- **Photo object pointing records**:
========

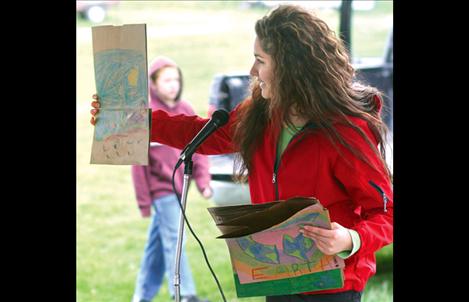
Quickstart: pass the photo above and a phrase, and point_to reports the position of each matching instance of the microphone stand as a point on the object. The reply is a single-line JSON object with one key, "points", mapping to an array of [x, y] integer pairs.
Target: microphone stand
{"points": [[185, 189]]}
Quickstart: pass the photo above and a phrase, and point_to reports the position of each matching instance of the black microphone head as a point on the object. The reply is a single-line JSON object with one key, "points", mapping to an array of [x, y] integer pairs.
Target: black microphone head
{"points": [[220, 117]]}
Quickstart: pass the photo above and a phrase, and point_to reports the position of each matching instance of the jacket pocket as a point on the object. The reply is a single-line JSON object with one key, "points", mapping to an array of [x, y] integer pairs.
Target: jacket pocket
{"points": [[380, 191]]}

========

Can you restate all the records above word for word while dropping the pictures?

- **REPLY TO THE EXERCISE**:
Quickstart: pass the photo above and a phrase, and point_to reports the position of each matching instance of the microphone stand as a point on the object. The reply is a single-line JSON object with one key, "points", mapping to an array of [x, y] integer pairs.
Target: microphone stand
{"points": [[185, 189]]}
Quickstart: pass the photo above and a phrase, and point_to reports the position of each matching instance of the black microphone head as a point on the object. The reply is a single-line JSON object with one key, "points", mapping to an array of [x, y] integer pairs.
Target: black microphone head
{"points": [[220, 117]]}
Quickstart: pass the photo above and a phrase, and point_to reports the position of each matching instance of the jacket pocket as a point on the object. The reply is a single-line JSON object with one key, "points", mapping to an array of [x, y] integer pairs.
Target: jacket pocket
{"points": [[380, 191]]}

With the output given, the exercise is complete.